(Point localization data)
····················

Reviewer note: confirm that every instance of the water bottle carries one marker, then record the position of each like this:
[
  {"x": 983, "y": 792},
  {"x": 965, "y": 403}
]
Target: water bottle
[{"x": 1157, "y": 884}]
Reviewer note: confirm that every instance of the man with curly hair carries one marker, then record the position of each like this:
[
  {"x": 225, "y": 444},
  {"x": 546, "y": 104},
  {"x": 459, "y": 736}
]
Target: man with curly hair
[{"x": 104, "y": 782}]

····················

THE TASK:
Where a line of the records contains the word "every", copy that line.

RESULT OF THIS EXERCISE:
Reviewer note: confirm that every instance of the water bottle carries one marker, then record the position of each like this:
Reviewer note: confirm that every instance of the man with curly hair carries one marker, then record the position of each like this:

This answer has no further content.